The Osti’s office often receives complaints about claims that have been rejected as a result of policyholders failing to do what’s required of them in terms of the policy, a recent media release issued by the ombud says.

Following the claims procedure and complying with the time limitations in a policy are important if you want your claim paid.

Every policy sets out your obligations in the event of a claim. This includes the time period within which a claim must be reported to the police and your insurer, which towing operator you may appoint, what information you must provide to your insurer, what you should and should not do at an accident scene, the period of time within which to dispute the outcome of a claim, etc. 

“Failing to adhere to these obligations may prejudice the assessment of your claim and may provide your insurer with grounds to reject it,” the Osti says.

The Osti says in circumstances where a breach by you is not material or will not prejudice your insurer, the ombuds’s office will take into account what is fair and reasonable in the circumstances.

The ombud cites the example of Mrs S, who had a legal expenses insurance policy which covered the conveyancing costs (of the purchase of a property) up to a maximum of R6,000. 

Her insurer rejected her claim on the grounds that the claim was submitted late. Mrs S had bought a property that was registered in her name in 2016. However, she only submitted a claim to her insurer for the conveyancing costs in 2018.

Challenges ->
**a.** Answer these questions using the insurance claims passage:
(i) What does the Osti's office often receive complaints about?
(ii) What was the maximum amount of conveyancing costs covered by Mrs S's legal expenses policy?
(iii) In which year did Mrs S submit her claim for the conveyancing costs?
**b.** Retype the part of the insurance claims passage that opens with the words containing "The Osti’s office" and closes with "a claim, etc.".
The items that come after this passage have no connection to it.

Data listing ->
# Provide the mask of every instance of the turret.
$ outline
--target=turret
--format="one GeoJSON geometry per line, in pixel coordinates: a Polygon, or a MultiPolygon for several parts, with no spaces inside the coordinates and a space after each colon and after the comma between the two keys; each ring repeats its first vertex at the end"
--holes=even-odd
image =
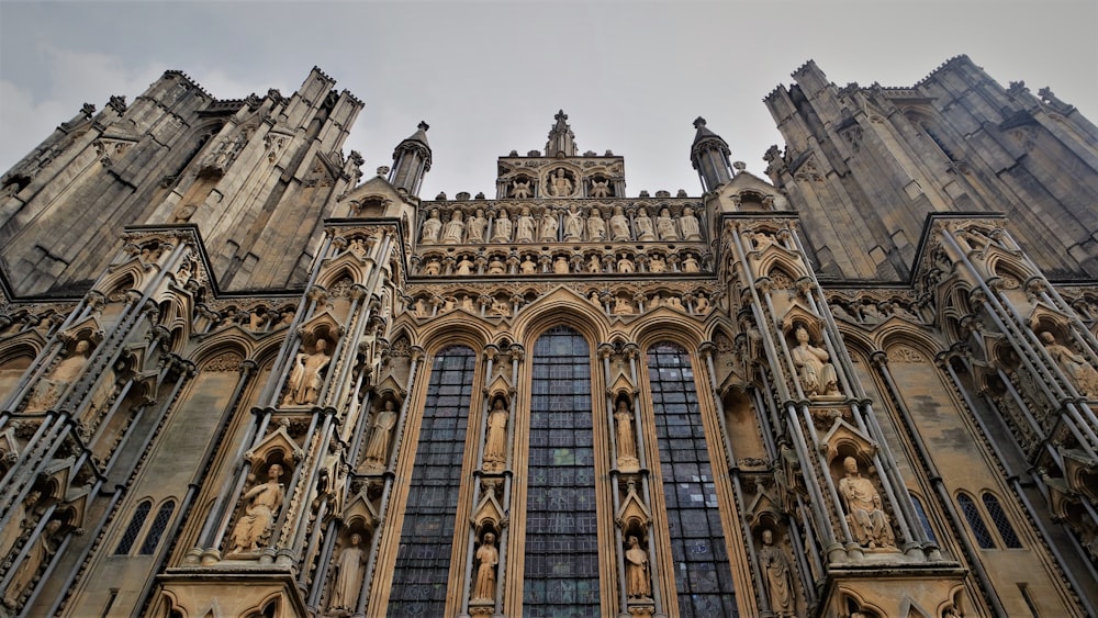
{"type": "Polygon", "coordinates": [[[423,177],[430,169],[428,128],[430,126],[421,121],[412,137],[401,142],[393,150],[393,170],[389,172],[389,182],[397,189],[404,189],[411,195],[419,194],[423,177]]]}
{"type": "Polygon", "coordinates": [[[574,157],[579,153],[575,149],[575,134],[572,127],[568,126],[568,114],[564,110],[557,112],[553,116],[557,121],[549,130],[549,141],[546,142],[547,157],[574,157]]]}
{"type": "Polygon", "coordinates": [[[720,184],[732,179],[732,166],[728,160],[731,150],[728,143],[719,135],[705,127],[705,119],[698,116],[694,121],[697,134],[690,148],[690,161],[702,179],[702,189],[713,191],[720,184]]]}

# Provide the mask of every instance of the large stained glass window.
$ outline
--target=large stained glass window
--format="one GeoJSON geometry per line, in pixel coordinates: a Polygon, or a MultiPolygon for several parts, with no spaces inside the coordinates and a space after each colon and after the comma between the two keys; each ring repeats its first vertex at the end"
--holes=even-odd
{"type": "Polygon", "coordinates": [[[446,348],[432,366],[390,616],[441,616],[445,609],[475,366],[477,355],[464,347],[446,348]]]}
{"type": "Polygon", "coordinates": [[[679,613],[698,618],[737,616],[690,355],[674,344],[652,346],[648,351],[648,380],[668,502],[679,613]]]}
{"type": "Polygon", "coordinates": [[[598,615],[591,351],[558,326],[534,346],[526,499],[529,617],[598,615]]]}

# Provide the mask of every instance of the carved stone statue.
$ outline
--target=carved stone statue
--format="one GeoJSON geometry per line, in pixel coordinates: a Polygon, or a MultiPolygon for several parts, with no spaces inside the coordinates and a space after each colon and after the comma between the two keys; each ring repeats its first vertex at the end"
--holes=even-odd
{"type": "Polygon", "coordinates": [[[1098,394],[1098,372],[1083,355],[1077,355],[1067,346],[1056,342],[1056,338],[1047,330],[1041,333],[1041,340],[1049,356],[1055,360],[1067,374],[1067,378],[1075,383],[1075,387],[1085,395],[1098,394]]]}
{"type": "Polygon", "coordinates": [[[281,475],[282,467],[272,463],[267,470],[267,482],[244,494],[244,513],[233,528],[231,554],[259,551],[259,543],[268,540],[274,516],[285,499],[282,484],[278,482],[281,475]]]}
{"type": "Polygon", "coordinates": [[[511,217],[507,214],[507,209],[500,209],[495,215],[495,225],[492,226],[492,241],[511,241],[511,217]]]}
{"type": "Polygon", "coordinates": [[[613,240],[629,239],[629,218],[625,216],[621,206],[615,206],[614,214],[610,215],[610,238],[613,240]]]}
{"type": "Polygon", "coordinates": [[[759,564],[766,580],[766,596],[774,616],[782,618],[796,616],[797,603],[793,587],[793,568],[789,559],[780,548],[774,547],[774,532],[762,531],[762,549],[759,564]]]}
{"type": "Polygon", "coordinates": [[[583,215],[571,206],[564,215],[564,239],[580,240],[583,238],[583,215]]]}
{"type": "Polygon", "coordinates": [[[834,366],[828,361],[827,350],[808,342],[808,330],[798,326],[796,330],[798,345],[791,350],[793,364],[800,372],[800,385],[806,395],[834,395],[839,393],[834,366]]]}
{"type": "MultiPolygon", "coordinates": [[[[293,369],[290,371],[289,389],[282,405],[309,405],[316,403],[321,394],[321,386],[324,384],[324,370],[328,367],[332,357],[325,351],[328,342],[325,339],[316,340],[316,351],[307,353],[302,351],[293,361],[293,369]]],[[[302,347],[304,350],[304,346],[302,347]]]]}
{"type": "Polygon", "coordinates": [[[457,245],[466,233],[466,222],[461,221],[461,211],[453,211],[450,221],[442,228],[442,244],[457,245]]]}
{"type": "Polygon", "coordinates": [[[358,604],[358,593],[362,589],[362,575],[366,573],[366,552],[359,547],[361,542],[361,535],[351,535],[350,544],[339,552],[328,609],[354,610],[358,604]]]}
{"type": "Polygon", "coordinates": [[[438,243],[438,233],[442,231],[442,222],[438,221],[438,209],[430,209],[427,220],[423,222],[419,234],[421,243],[438,243]]]}
{"type": "Polygon", "coordinates": [[[858,471],[858,460],[842,460],[847,475],[839,480],[839,493],[847,503],[847,524],[862,547],[896,547],[888,516],[881,506],[881,494],[873,482],[858,471]]]}
{"type": "Polygon", "coordinates": [[[656,240],[656,228],[652,226],[651,217],[648,216],[648,211],[645,209],[638,210],[634,224],[637,226],[638,240],[656,240]]]}
{"type": "Polygon", "coordinates": [[[683,216],[679,218],[679,227],[683,231],[683,240],[701,240],[702,228],[694,216],[694,209],[686,206],[683,209],[683,216]]]}
{"type": "Polygon", "coordinates": [[[362,459],[367,467],[384,468],[389,462],[389,440],[396,426],[396,411],[393,400],[385,400],[382,409],[373,416],[370,424],[370,439],[366,442],[366,453],[362,459]]]}
{"type": "Polygon", "coordinates": [[[498,472],[507,462],[507,409],[497,397],[488,414],[488,436],[484,438],[484,470],[498,472]]]}
{"type": "Polygon", "coordinates": [[[592,207],[587,214],[587,240],[601,243],[606,239],[606,222],[598,209],[592,207]]]}
{"type": "Polygon", "coordinates": [[[660,240],[677,240],[679,233],[675,232],[675,221],[671,218],[671,210],[660,210],[660,216],[656,217],[656,232],[660,235],[660,240]]]}
{"type": "Polygon", "coordinates": [[[615,441],[618,449],[618,467],[636,468],[637,460],[637,437],[632,430],[632,411],[629,403],[618,400],[617,409],[614,411],[615,441]]]}
{"type": "Polygon", "coordinates": [[[625,589],[629,598],[649,598],[652,581],[648,576],[648,552],[640,549],[637,537],[630,536],[625,551],[625,589]]]}
{"type": "Polygon", "coordinates": [[[495,549],[495,535],[486,532],[477,548],[477,581],[473,584],[473,600],[495,599],[495,565],[500,552],[495,549]]]}
{"type": "Polygon", "coordinates": [[[518,213],[518,229],[515,232],[515,241],[534,241],[534,216],[530,215],[530,209],[528,207],[524,207],[518,213]]]}
{"type": "Polygon", "coordinates": [[[19,563],[14,575],[12,575],[11,583],[8,584],[8,587],[3,592],[4,605],[16,610],[22,608],[20,598],[23,596],[23,593],[34,583],[34,577],[38,574],[38,569],[57,551],[53,542],[53,537],[60,527],[60,519],[51,519],[46,523],[45,528],[43,528],[42,533],[37,538],[27,541],[32,543],[31,549],[26,552],[23,561],[19,563]]]}

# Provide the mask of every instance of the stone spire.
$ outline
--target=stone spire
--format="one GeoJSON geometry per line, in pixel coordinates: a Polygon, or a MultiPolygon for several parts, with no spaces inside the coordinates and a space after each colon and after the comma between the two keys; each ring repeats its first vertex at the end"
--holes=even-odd
{"type": "Polygon", "coordinates": [[[732,179],[732,166],[728,160],[731,150],[728,143],[719,135],[705,127],[705,119],[698,116],[694,121],[694,144],[690,148],[690,162],[702,179],[702,190],[713,191],[732,179]]]}
{"type": "Polygon", "coordinates": [[[393,169],[389,172],[389,182],[397,189],[404,189],[411,195],[419,194],[423,177],[430,169],[428,128],[430,126],[421,121],[412,137],[401,142],[393,150],[393,169]]]}
{"type": "Polygon", "coordinates": [[[572,133],[572,127],[568,126],[568,114],[564,110],[557,112],[553,116],[557,121],[549,130],[549,141],[546,142],[546,156],[547,157],[574,157],[576,156],[575,149],[575,134],[572,133]]]}

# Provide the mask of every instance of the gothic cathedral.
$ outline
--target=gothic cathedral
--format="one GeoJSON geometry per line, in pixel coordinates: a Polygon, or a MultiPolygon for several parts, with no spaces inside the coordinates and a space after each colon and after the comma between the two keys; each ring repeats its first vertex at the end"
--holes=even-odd
{"type": "Polygon", "coordinates": [[[0,616],[1098,615],[1098,128],[793,78],[675,194],[563,111],[363,178],[318,69],[85,105],[0,179],[0,616]]]}

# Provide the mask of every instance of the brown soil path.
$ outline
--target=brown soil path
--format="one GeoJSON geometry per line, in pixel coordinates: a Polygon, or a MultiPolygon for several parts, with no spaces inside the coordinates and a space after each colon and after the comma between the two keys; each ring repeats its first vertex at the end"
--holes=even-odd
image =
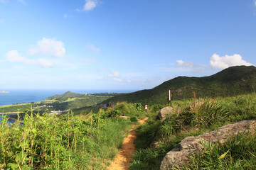
{"type": "MultiPolygon", "coordinates": [[[[139,125],[144,124],[149,118],[145,118],[143,120],[138,119],[139,125]]],[[[129,130],[129,134],[124,139],[122,149],[118,152],[117,157],[110,163],[108,166],[109,170],[127,170],[129,168],[129,164],[132,162],[133,154],[135,152],[136,148],[134,144],[134,140],[137,137],[137,133],[134,129],[135,125],[129,130]]]]}

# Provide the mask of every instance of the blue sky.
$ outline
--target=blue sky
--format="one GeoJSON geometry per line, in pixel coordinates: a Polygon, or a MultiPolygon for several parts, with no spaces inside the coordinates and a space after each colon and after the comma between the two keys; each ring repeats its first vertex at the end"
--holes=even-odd
{"type": "Polygon", "coordinates": [[[256,64],[253,0],[0,0],[0,90],[151,89],[256,64]]]}

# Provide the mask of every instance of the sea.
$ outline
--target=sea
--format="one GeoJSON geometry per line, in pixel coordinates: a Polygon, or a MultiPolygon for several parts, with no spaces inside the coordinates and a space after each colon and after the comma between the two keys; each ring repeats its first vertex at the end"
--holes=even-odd
{"type": "Polygon", "coordinates": [[[136,90],[86,90],[86,89],[0,89],[9,93],[0,93],[0,106],[11,105],[29,102],[45,101],[48,97],[55,94],[63,94],[70,91],[77,94],[97,93],[130,93],[136,90]]]}
{"type": "MultiPolygon", "coordinates": [[[[136,90],[114,90],[114,89],[101,89],[101,90],[87,90],[87,89],[0,89],[0,91],[5,91],[9,93],[0,93],[0,106],[12,105],[16,103],[23,103],[29,102],[38,102],[45,101],[47,98],[56,95],[63,94],[67,91],[77,94],[99,94],[99,93],[119,93],[127,94],[136,91],[136,90]]],[[[0,115],[0,123],[2,119],[0,115]]],[[[9,123],[13,120],[9,120],[9,123]]]]}

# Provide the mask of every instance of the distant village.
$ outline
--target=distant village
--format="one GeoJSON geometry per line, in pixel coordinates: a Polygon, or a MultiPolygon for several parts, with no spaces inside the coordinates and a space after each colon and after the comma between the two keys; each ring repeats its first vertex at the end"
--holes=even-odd
{"type": "MultiPolygon", "coordinates": [[[[43,106],[41,106],[38,107],[33,107],[33,110],[37,109],[37,108],[53,108],[53,106],[46,106],[46,105],[43,105],[43,106]]],[[[49,115],[53,115],[53,114],[56,114],[56,115],[60,115],[63,113],[65,112],[68,112],[69,110],[51,110],[50,113],[49,115]]]]}

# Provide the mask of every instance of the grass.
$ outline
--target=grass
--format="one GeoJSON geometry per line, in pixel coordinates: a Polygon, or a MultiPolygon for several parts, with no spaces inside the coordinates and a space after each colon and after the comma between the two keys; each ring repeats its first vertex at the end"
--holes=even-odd
{"type": "Polygon", "coordinates": [[[203,156],[191,157],[183,169],[256,169],[255,140],[255,134],[241,133],[223,145],[206,145],[203,156]]]}
{"type": "MultiPolygon", "coordinates": [[[[216,98],[196,96],[174,101],[173,106],[174,114],[164,121],[156,120],[157,113],[154,110],[154,114],[149,114],[148,122],[138,129],[137,152],[129,169],[159,169],[166,154],[186,137],[197,136],[227,124],[256,118],[255,94],[216,98]]],[[[191,157],[191,163],[182,168],[255,169],[255,135],[238,135],[223,145],[208,149],[203,157],[191,157]],[[224,158],[218,159],[225,152],[224,158]]]]}
{"type": "Polygon", "coordinates": [[[95,169],[114,157],[132,124],[116,118],[90,119],[26,114],[23,125],[0,127],[0,169],[95,169]]]}

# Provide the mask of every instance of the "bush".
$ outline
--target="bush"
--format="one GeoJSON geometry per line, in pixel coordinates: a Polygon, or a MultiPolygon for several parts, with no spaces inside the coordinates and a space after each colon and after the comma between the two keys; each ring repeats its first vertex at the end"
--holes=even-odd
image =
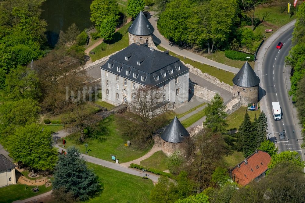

Exercise results ->
**a.**
(i) Claims that were rejected because policyholders failed to do what the policy required of them.
(ii) R6,000.
(iii) 2018.

**b.**
The Osti’s office often receives complaints about claims that have been rejected as a result of policyholders failing to do what’s required of them in terms of the policy, a recent media release issued by the ombud says.

Following the claims procedure and complying with the time limitations in a policy are important if you want your claim paid.

Every policy sets out your obligations in the event of a claim. This includes the time period within which a claim must be reported to the police and your insurer, which towing operator you may appoint, what information you must provide to your insurer, what you should and should not do at an accident scene, the period of time within which to dispute the outcome of a claim, etc.